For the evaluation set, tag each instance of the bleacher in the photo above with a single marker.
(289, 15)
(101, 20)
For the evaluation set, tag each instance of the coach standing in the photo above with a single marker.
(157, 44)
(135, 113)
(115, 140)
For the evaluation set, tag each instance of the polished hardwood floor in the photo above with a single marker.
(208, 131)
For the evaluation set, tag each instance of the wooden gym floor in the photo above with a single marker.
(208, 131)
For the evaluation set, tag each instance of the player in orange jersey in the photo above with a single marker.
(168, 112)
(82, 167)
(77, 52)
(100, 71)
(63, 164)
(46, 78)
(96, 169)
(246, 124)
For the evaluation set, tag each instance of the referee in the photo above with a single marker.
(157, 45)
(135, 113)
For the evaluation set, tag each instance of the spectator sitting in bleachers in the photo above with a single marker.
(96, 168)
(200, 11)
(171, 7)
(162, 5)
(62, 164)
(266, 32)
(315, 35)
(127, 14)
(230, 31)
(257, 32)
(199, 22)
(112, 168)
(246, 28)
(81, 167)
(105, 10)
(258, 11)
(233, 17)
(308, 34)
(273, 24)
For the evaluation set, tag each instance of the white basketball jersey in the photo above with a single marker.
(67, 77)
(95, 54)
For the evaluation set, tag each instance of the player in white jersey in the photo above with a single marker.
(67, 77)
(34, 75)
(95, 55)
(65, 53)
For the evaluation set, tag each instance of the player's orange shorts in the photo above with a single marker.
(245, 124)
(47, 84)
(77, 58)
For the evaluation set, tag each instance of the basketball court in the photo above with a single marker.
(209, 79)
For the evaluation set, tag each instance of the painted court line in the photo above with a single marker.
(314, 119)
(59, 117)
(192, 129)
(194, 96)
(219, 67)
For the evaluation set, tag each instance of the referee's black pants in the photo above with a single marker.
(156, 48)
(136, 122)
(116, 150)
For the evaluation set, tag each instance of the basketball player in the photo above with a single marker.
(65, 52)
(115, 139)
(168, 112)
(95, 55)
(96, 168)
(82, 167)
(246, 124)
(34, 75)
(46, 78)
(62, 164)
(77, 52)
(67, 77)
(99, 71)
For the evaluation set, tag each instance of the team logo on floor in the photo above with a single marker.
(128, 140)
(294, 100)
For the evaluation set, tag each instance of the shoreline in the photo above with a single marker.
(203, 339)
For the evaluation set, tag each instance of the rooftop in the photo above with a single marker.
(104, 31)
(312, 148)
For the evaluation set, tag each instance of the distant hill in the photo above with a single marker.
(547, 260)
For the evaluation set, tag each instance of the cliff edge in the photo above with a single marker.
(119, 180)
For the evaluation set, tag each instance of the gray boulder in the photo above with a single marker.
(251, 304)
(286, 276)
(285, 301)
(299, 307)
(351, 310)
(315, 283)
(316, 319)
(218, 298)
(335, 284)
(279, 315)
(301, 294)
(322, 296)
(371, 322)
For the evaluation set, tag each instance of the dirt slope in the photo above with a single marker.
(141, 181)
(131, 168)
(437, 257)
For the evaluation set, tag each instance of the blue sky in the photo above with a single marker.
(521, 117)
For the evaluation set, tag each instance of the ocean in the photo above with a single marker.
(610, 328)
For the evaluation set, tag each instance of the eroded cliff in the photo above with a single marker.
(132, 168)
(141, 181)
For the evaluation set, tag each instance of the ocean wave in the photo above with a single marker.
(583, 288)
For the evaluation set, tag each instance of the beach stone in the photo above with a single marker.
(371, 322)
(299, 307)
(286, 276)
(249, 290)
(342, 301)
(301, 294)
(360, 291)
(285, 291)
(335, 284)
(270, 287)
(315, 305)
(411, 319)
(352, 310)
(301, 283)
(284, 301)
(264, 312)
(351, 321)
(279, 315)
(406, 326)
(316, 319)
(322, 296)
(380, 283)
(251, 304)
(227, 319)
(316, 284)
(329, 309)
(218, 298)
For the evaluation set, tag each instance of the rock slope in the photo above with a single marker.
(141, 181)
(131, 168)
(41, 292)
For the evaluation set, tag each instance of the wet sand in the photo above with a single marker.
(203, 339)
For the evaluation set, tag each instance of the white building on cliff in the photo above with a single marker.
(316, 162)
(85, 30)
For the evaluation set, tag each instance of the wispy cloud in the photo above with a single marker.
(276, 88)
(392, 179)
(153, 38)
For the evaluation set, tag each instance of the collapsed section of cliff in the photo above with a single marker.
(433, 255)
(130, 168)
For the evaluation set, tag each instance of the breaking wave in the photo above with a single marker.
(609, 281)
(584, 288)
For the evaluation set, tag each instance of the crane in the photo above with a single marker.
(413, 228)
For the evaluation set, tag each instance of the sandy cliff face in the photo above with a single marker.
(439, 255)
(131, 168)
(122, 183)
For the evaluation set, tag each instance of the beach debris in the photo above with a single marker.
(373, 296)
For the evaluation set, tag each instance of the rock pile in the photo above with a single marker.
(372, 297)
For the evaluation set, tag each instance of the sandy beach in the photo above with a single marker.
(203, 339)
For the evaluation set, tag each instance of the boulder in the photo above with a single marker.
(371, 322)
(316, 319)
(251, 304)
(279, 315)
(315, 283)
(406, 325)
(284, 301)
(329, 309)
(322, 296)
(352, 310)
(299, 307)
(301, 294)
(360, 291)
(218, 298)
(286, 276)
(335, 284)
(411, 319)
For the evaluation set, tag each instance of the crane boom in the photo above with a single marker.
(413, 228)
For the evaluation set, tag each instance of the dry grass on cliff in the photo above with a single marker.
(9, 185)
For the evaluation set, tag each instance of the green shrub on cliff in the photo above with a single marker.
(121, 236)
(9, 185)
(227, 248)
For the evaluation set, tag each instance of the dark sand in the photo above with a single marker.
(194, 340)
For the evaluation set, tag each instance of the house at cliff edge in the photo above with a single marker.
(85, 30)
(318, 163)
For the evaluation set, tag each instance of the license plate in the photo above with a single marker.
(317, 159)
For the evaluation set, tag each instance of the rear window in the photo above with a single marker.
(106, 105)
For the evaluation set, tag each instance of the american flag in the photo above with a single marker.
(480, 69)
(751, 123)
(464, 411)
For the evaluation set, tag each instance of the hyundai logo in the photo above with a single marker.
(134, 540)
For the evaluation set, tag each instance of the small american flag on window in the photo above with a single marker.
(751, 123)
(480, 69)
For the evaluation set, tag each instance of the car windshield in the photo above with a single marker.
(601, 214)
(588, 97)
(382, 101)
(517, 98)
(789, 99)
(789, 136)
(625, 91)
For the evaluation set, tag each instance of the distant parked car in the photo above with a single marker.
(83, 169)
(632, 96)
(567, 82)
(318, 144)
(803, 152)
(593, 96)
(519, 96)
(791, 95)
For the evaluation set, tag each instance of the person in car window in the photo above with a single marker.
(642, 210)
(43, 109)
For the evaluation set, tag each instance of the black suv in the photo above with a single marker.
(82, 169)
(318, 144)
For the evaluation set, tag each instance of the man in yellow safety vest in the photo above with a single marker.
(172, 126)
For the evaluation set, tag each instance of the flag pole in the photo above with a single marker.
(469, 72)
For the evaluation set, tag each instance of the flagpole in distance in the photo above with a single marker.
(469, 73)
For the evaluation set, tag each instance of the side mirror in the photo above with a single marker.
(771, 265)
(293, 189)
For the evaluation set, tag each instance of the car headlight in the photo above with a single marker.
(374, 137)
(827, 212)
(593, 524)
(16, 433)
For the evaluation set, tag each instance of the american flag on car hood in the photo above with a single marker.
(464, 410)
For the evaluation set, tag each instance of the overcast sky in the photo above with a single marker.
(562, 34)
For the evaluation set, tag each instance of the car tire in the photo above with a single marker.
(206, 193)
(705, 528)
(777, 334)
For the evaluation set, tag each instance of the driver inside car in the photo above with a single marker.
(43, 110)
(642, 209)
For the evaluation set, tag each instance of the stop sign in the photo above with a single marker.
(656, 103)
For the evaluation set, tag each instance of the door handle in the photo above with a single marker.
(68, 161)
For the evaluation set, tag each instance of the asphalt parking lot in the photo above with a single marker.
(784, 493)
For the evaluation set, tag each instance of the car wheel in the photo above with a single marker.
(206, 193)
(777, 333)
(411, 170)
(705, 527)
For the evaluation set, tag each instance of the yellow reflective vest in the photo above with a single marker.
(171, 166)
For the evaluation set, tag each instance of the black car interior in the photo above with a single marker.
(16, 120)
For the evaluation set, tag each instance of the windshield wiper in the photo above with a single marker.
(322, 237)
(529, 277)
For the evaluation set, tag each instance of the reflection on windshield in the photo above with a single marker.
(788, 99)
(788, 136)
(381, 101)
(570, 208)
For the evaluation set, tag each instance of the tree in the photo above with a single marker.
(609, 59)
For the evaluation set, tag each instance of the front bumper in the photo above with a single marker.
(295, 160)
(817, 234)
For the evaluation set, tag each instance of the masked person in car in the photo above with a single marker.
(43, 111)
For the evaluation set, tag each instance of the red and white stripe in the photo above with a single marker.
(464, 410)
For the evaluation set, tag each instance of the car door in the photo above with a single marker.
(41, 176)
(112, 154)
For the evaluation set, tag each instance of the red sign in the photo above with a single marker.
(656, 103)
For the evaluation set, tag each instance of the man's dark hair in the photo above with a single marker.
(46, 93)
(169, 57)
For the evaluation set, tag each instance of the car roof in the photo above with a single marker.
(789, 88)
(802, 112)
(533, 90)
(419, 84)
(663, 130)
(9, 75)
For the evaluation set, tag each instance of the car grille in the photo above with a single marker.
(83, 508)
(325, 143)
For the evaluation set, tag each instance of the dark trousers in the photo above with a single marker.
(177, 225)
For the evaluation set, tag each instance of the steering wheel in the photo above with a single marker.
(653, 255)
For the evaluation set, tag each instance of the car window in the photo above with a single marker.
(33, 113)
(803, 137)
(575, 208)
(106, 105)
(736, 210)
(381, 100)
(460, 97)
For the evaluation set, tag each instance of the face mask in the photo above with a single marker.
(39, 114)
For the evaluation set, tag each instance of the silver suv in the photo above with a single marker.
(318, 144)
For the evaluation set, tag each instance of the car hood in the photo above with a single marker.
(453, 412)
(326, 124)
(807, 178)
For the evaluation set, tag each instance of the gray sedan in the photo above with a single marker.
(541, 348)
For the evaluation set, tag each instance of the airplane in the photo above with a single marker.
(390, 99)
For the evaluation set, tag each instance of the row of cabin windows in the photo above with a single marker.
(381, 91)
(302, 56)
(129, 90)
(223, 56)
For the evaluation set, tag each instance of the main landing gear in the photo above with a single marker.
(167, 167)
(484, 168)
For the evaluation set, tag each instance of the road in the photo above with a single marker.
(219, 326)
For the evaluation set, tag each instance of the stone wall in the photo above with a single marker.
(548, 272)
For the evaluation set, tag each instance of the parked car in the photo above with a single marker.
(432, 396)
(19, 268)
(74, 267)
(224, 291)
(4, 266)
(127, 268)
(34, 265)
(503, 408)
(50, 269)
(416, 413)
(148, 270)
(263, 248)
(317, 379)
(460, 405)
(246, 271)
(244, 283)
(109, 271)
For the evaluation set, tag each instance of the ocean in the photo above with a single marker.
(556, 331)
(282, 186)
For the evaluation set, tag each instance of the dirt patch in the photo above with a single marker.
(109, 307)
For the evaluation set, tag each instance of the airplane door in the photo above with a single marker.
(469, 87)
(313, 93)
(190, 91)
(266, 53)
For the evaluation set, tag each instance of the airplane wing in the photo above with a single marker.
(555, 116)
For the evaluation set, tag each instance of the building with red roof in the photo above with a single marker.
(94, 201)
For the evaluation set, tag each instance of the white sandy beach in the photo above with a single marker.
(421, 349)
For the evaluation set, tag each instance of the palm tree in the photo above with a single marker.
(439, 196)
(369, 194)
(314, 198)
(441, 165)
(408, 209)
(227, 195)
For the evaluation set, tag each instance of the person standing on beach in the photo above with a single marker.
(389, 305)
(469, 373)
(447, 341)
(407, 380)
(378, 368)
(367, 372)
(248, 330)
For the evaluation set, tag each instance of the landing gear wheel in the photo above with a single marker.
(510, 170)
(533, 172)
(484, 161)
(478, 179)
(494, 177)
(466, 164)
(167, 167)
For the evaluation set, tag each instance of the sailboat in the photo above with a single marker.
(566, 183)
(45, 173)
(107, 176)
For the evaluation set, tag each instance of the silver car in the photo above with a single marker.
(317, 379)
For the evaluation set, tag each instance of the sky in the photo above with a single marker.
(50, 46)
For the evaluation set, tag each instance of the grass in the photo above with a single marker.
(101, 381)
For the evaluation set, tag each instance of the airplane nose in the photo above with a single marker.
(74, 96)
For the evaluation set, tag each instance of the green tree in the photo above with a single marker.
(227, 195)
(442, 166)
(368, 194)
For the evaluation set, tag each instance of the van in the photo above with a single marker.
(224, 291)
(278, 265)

- - - - -

SHORT EXERCISE: Output the listing from the line containing "For the evaluation set, tag each instance of the sky" through the end of the listing as a two-column CSV with the columns label_prompt and points. Each row should hold one line of text and the coordinates listed beneath it, each in a single quoted field with line breaks replaced by spaces.

FINAL RESULT:
label_prompt,points
"For the evaluation set, tag each instance of the sky in the photo above with a single marker.","(50, 46)"
"For the evaluation set, tag each instance of the grass in the photo above with a single marker.","(101, 381)"
"For the evaluation set, tag each instance of the airplane nose in the photo above with a single marker.","(74, 96)"
"For the evaluation set, tag each instance of the green tree in the photo above with a single marker.","(227, 195) (442, 166) (368, 194)"
"For the evaluation set, tag each instance of the van in the photo above with a single marker.","(224, 291) (278, 265)"